→ **Extract**:

--*--

Preclinical investigations have demonstrated that the integration of MC with immune checkpoint inhibitors enhances immune cell activation, reduces nutritional competition, and facilitates immune cell infiltration into tumors, thereby improving the eradication of drug-resistant cancer cells. In vitro experiments involving NSCLC cell lines, irrespective of their cisplatin resistance or sensitivity, reveal that MC curtails the proliferation rate of NSCLC cells. The survival of a limited number of chemotherapy-sensitive cell lines following MC is sufficient to impede the growth rate of drug-resistant cells. Conversely, traditional MTD therapy suppresses the proliferation of drug-sensitive cells but fails to inhibit the growth of drug-resistant cells (37).

Our investigation identified four studies examining the application of immune checkpoint inhibitors in conjunction with MC for the treatment of NSCLC. Among these, three studies focused on populations receiving second-line or subsequent therapies, whereas the fourth study reported that 77% of its participants were in the second-line or higher treatment category. All four studies indicated that the combination of immunotherapy with metronomic vinorelbine chemotherapy exhibited a degree of efficacy. Nevertheless, the observed effectiveness varied among the studies, potentially due to differences in study design, variations in the populations included, and the intrinsic heterogeneity of the tumors. Studies by Vergnenegre et al. (23) and Ruan (6) show that patients with PD-L1 expression ≥1% benefit more from immunotherapy combined with MC. This aligns with findings from studies on immunotherapy with MTD chemotherapy. High PD-L1 expression may indicate stronger tumor immunogenicity, while MC can enhance the tumor immune microenvironment and decrease immunosuppressive cells, improving conditions for immune checkpoint inhibitors to activate T cells and eliminate tumor cells, resulting in synergistic effects.

Chen et al.’s study (13) demonstrated that the combination of metronomic vinorelbine and immunotherapy exhibited significant efficacy and good tolerability in patients with advanced NSCLC who tested negative for driver genes such as EGFR. Furthermore, in patients who were positive for driver genes and exhibited resistance to osimertinib, the regimen incorporating metronomic vinorelbine also demonstrated notable efficacy and tolerability, indicating its potential to overcome osimertinib resistance. Complementarily, the research conducted by Ruan (6) suggests that in patients with advanced NSCLC who are positive for driver genes, the combination of metronomic vinorelbine and immunotherapy is associated with a trend towards improved mPFS and mOS compared to those who are negative for driver genes. The underlying mechanism may involve MC’s capacity to inhibit angiogenesis in tumors harboring EGFR mutations and to disrupt the immunosuppressive characteristics of the TME. This suggests a novel therapeutic strategy for patients exhibiting resistance to targeted therapies.

--*--

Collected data
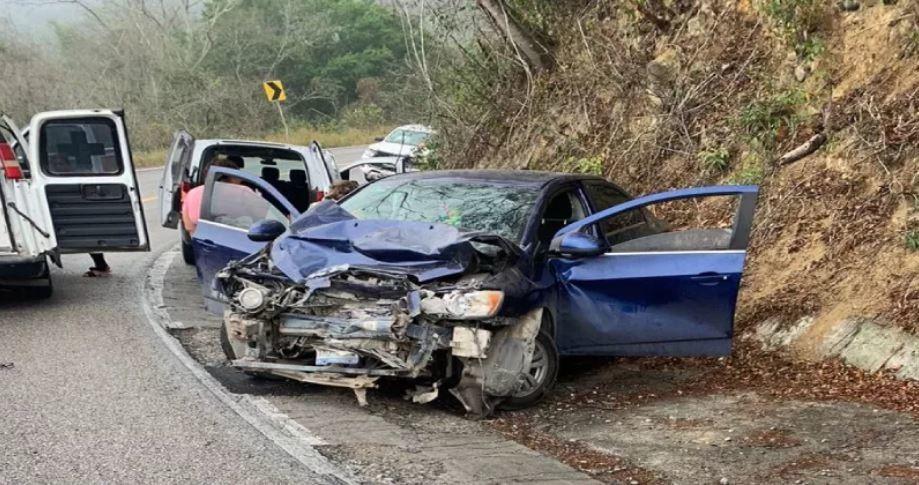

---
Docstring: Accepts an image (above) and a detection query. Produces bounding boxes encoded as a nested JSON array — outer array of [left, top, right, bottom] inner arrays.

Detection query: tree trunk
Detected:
[[476, 0, 552, 72]]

--*--

→ **Description of the task**:
Using the text on metronomic chemotherapy in NSCLC, answer these:
1. What does traditional MTD therapy fail to inhibit?
2. What share of participants in the fourth study were in the second-line or higher treatment category?
3. In Chen et al.'s study, resistance to which drug did the metronomic vinorelbine regimen show potential to overcome?

→ **Response area**:
1. The growth of drug-resistant cells.
2. 77%.
3. Osimertinib.